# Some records
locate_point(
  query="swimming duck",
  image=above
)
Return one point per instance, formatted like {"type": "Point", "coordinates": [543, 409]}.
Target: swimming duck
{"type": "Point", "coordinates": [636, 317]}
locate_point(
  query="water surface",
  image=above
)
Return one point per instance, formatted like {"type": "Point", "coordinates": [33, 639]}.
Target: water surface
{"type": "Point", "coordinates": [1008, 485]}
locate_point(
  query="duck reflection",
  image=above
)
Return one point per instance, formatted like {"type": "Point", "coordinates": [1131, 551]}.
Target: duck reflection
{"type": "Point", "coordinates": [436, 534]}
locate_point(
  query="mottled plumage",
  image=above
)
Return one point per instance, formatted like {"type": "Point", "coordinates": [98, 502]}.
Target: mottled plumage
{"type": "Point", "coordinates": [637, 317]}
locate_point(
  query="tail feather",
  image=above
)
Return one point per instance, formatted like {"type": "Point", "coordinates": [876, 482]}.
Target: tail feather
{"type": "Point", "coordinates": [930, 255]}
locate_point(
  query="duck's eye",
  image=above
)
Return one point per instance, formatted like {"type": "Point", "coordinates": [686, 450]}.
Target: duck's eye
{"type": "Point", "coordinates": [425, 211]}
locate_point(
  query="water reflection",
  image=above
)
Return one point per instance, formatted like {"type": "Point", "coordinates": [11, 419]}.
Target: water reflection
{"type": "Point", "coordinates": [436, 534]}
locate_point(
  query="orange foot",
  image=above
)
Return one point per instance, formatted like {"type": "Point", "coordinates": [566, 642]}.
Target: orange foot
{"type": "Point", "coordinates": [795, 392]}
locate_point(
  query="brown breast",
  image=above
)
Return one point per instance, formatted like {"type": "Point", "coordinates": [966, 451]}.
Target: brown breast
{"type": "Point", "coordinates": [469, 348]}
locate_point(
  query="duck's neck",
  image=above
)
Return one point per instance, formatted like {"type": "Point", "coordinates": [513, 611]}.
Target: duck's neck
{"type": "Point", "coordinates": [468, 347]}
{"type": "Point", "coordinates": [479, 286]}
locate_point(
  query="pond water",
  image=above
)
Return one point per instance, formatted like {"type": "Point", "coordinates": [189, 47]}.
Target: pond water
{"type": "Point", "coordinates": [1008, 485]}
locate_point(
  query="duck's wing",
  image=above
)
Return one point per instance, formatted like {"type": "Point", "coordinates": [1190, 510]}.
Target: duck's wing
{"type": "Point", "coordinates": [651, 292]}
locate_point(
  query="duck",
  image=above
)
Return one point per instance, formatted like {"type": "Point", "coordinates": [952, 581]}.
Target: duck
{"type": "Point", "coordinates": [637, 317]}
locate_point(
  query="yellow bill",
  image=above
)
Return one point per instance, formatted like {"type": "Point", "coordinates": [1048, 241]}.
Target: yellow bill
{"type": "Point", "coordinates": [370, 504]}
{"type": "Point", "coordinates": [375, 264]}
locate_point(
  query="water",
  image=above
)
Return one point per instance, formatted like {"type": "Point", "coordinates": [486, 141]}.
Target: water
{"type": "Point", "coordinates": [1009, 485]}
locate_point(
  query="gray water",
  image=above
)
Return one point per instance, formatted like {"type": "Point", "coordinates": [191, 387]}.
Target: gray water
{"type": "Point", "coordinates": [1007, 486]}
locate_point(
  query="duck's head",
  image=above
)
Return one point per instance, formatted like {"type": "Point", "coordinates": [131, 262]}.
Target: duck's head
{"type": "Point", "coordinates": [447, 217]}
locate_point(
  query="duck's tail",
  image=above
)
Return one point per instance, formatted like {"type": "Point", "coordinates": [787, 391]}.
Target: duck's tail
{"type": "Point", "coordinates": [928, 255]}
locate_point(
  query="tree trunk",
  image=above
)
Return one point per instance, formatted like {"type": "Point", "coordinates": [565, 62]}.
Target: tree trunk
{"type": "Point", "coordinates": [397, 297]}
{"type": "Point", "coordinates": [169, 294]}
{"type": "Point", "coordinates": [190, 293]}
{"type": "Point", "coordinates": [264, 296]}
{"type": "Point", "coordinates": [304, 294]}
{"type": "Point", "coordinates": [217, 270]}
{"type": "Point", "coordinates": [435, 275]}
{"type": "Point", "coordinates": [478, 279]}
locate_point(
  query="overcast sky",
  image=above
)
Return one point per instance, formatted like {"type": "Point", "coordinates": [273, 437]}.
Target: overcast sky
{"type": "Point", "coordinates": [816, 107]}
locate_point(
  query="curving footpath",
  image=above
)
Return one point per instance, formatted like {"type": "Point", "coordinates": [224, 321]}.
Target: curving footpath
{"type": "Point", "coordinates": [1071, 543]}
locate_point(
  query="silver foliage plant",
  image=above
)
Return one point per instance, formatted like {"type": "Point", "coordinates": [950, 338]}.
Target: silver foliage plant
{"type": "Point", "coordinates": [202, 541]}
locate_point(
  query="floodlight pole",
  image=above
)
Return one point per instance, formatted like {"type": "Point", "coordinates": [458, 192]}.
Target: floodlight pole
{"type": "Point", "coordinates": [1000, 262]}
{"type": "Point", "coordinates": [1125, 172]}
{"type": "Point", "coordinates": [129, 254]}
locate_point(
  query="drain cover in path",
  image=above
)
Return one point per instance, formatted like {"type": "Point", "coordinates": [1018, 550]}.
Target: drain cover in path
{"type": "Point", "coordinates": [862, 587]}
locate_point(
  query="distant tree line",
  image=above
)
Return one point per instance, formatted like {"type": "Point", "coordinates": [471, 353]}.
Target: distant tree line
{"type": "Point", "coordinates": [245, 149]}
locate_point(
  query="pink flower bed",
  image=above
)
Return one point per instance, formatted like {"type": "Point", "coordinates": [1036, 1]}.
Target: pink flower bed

# INSTRUCTIONS FOR THE TASK
Could you reproduce every record above exactly as it appears?

# TASK RESPONSE
locate_point(
  query="swimming duck",
  image=above
)
Return one point per instance, formatted like {"type": "Point", "coordinates": [543, 409]}.
Target: swimming duck
{"type": "Point", "coordinates": [636, 317]}
locate_point(
  query="water surface",
  image=above
)
Return one point per instance, formatted like {"type": "Point", "coordinates": [33, 639]}.
Target: water surface
{"type": "Point", "coordinates": [1008, 485]}
locate_point(
  query="duck reflection",
  image=above
)
Return one point per instance, formatted like {"type": "Point", "coordinates": [1131, 551]}.
Target: duck reflection
{"type": "Point", "coordinates": [436, 534]}
locate_point(
  query="mottled plumage",
  image=above
)
Return one point per instance, formatted like {"type": "Point", "coordinates": [98, 502]}.
Target: mottled plumage
{"type": "Point", "coordinates": [637, 317]}
locate_point(
  query="tail feather",
  image=above
)
Return one point per instance, formatted like {"type": "Point", "coordinates": [876, 482]}.
Target: tail feather
{"type": "Point", "coordinates": [930, 255]}
locate_point(
  query="duck's eye",
  image=above
)
Return one point per instance, formatted like {"type": "Point", "coordinates": [686, 450]}.
Target: duck's eye
{"type": "Point", "coordinates": [425, 211]}
locate_point(
  query="water reflection",
  image=above
)
Return one point per instance, formatted like {"type": "Point", "coordinates": [11, 419]}.
Target: water reflection
{"type": "Point", "coordinates": [436, 534]}
locate_point(
  query="orange foot",
  image=above
)
Return one point per instance, formatted like {"type": "Point", "coordinates": [566, 642]}.
Target: orange foot
{"type": "Point", "coordinates": [795, 392]}
locate_point(
  query="brown breast",
  image=above
)
Return one point per instance, formatted like {"type": "Point", "coordinates": [966, 451]}.
Target: brown breast
{"type": "Point", "coordinates": [469, 348]}
locate_point(
  query="duck's neck",
  image=above
)
Return one point per instance, formatted like {"type": "Point", "coordinates": [513, 611]}.
Target: duck's neck
{"type": "Point", "coordinates": [468, 347]}
{"type": "Point", "coordinates": [479, 286]}
locate_point(
  query="pond water",
  image=above
)
Return one point per instance, formatted like {"type": "Point", "coordinates": [189, 47]}.
Target: pond water
{"type": "Point", "coordinates": [1008, 485]}
locate_point(
  query="duck's wing",
  image=above
)
Return one point per instance, formatted like {"type": "Point", "coordinates": [1190, 510]}.
Target: duck's wing
{"type": "Point", "coordinates": [651, 292]}
locate_point(
  query="duck",
  image=above
)
Return one point per instance, formatted like {"type": "Point", "coordinates": [952, 581]}.
Target: duck
{"type": "Point", "coordinates": [637, 317]}
locate_point(
  query="yellow bill",
  image=above
)
Return one point per instance, formatted like {"type": "Point", "coordinates": [1048, 241]}.
Target: yellow bill
{"type": "Point", "coordinates": [370, 504]}
{"type": "Point", "coordinates": [375, 264]}
locate_point(
  query="water",
  image=above
)
Return one point per instance, formatted like {"type": "Point", "coordinates": [486, 141]}.
Target: water
{"type": "Point", "coordinates": [1009, 485]}
locate_point(
  query="gray water",
  image=above
)
Return one point per instance, formatted like {"type": "Point", "coordinates": [191, 387]}.
Target: gray water
{"type": "Point", "coordinates": [1007, 486]}
locate_point(
  query="duck's head",
  image=above
)
Return one point per instance, formatted like {"type": "Point", "coordinates": [131, 262]}.
Target: duck's head
{"type": "Point", "coordinates": [447, 217]}
locate_point(
  query="duck's tail",
  image=above
)
Return one point per instance, formatted like {"type": "Point", "coordinates": [787, 391]}.
Target: duck's tail
{"type": "Point", "coordinates": [928, 255]}
locate_point(
  query="tree trunk",
  image=above
)
Return one point per instance, formatted like {"type": "Point", "coordinates": [565, 62]}.
Target: tree trunk
{"type": "Point", "coordinates": [397, 297]}
{"type": "Point", "coordinates": [169, 294]}
{"type": "Point", "coordinates": [190, 293]}
{"type": "Point", "coordinates": [264, 296]}
{"type": "Point", "coordinates": [304, 294]}
{"type": "Point", "coordinates": [217, 270]}
{"type": "Point", "coordinates": [435, 275]}
{"type": "Point", "coordinates": [478, 279]}
locate_point(
  query="overcast sky",
  image=above
)
Return one point per instance, formatted like {"type": "Point", "coordinates": [273, 437]}.
Target: overcast sky
{"type": "Point", "coordinates": [816, 107]}
locate_point(
  query="curving footpath",
  image=above
)
Return one point per instance, formatted like {"type": "Point", "coordinates": [224, 321]}.
Target: curving footpath
{"type": "Point", "coordinates": [1071, 543]}
locate_point(
  query="silver foliage plant",
  image=above
)
Return one point per instance, formatted like {"type": "Point", "coordinates": [950, 338]}.
Target: silver foliage plant
{"type": "Point", "coordinates": [202, 541]}
locate_point(
  query="floodlight pole",
  image=above
)
Return one point per instance, formatted like {"type": "Point", "coordinates": [458, 192]}.
Target: floodlight pole
{"type": "Point", "coordinates": [1000, 262]}
{"type": "Point", "coordinates": [1125, 172]}
{"type": "Point", "coordinates": [129, 254]}
locate_point(
  query="drain cover in path",
  image=above
)
Return one point per instance, formatted like {"type": "Point", "coordinates": [1018, 550]}.
Target: drain cover in path
{"type": "Point", "coordinates": [862, 587]}
locate_point(
  query="distant tree line",
  image=above
)
Return one point per instance, formatted like {"type": "Point", "coordinates": [471, 353]}.
Target: distant tree line
{"type": "Point", "coordinates": [245, 149]}
locate_point(
  query="pink flower bed",
  image=above
)
Return one point per instance, formatted like {"type": "Point", "coordinates": [1036, 1]}.
Target: pink flower bed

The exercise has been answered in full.